Di Martina Sallusti. E’ un gesto estremo: qualcuno che decide per la vita di qualcun altro, ma ancora più nello specifico, una madre che decide, l’inizio e la fine della vita di un figlio. Negli ultimi anni, casi di donne che uccidono i propri figli sono saliti all’attenzione della cronaca; questi episodi, che colpiscono la sensibilità sociale in modo particolare, pongono interrogativi su fattori psicologici, sociali e culturali che possono portare a tali tragedie.
Le cause alla base di gesti simili sono molto complesse e profonde. In molti casi, le madri che arrivano a compiere atti di infanticidio soffrono di gravi disturbi psicologici, come la depressione post-partum o psicosi che non vengono diagnosticate o trattate in modo adeguato. La sindrome di Medea, un termine usato per descrivere le madri che uccidono i propri figli come atto finale di disperazione, si manifesta in contesti di profondo disagio emotivo, dove la madre percepisce i figli come un ostacolo o, come “vittime” da salvare dalla propria sofferenza.

● ● ● ● ● ● ●

CONSEGNA 1 =
Traduca in inglese la seguente frase del brano sull'infanticidio: "Le cause alla base di gesti simili sono molto complesse e profonde."
CONSEGNA 2 =
Nel brano sull'infanticidio, quale termine indica le madri che uccidono i propri figli come atto finale di disperazione?
CONSEGNA 3 =
Elenchi tutti i tipi di fattori che, secondo il brano sull'infanticidio, possono portare a tali tragedie.

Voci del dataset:
● ● ● ● ● ● ●

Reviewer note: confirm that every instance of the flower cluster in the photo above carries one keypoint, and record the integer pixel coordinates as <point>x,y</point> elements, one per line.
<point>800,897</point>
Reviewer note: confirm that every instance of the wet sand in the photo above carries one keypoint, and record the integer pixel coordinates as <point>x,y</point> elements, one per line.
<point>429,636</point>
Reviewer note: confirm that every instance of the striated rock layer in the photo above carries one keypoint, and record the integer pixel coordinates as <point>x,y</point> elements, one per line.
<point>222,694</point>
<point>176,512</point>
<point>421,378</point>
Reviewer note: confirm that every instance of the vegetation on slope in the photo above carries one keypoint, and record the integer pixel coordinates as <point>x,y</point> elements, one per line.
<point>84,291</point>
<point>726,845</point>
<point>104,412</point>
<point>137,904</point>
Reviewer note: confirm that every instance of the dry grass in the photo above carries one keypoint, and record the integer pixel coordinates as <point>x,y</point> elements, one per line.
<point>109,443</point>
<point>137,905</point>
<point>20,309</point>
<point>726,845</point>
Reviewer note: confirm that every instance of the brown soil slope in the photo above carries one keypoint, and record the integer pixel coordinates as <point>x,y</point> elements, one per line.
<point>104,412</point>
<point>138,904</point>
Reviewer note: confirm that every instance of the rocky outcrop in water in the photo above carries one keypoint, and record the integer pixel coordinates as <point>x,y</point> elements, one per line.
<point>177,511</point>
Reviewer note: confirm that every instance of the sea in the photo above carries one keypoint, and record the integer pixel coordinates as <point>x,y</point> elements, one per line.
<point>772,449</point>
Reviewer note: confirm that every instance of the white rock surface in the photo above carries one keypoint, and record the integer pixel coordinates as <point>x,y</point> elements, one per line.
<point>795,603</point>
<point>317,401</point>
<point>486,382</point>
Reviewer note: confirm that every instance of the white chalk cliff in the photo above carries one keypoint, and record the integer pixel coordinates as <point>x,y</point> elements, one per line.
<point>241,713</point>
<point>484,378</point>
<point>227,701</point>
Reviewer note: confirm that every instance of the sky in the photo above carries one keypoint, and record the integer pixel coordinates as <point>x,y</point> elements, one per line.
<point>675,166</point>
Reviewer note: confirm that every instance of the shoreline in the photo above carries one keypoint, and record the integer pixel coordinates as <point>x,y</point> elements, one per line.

● ● ● ● ● ● ●

SOLUZIONE 1 =
The causes underlying such acts are very complex and profound.

SOLUZIONE 2 =
La sindrome di Medea.

SOLUZIONE 3 =
Psicologici, sociali, culturali.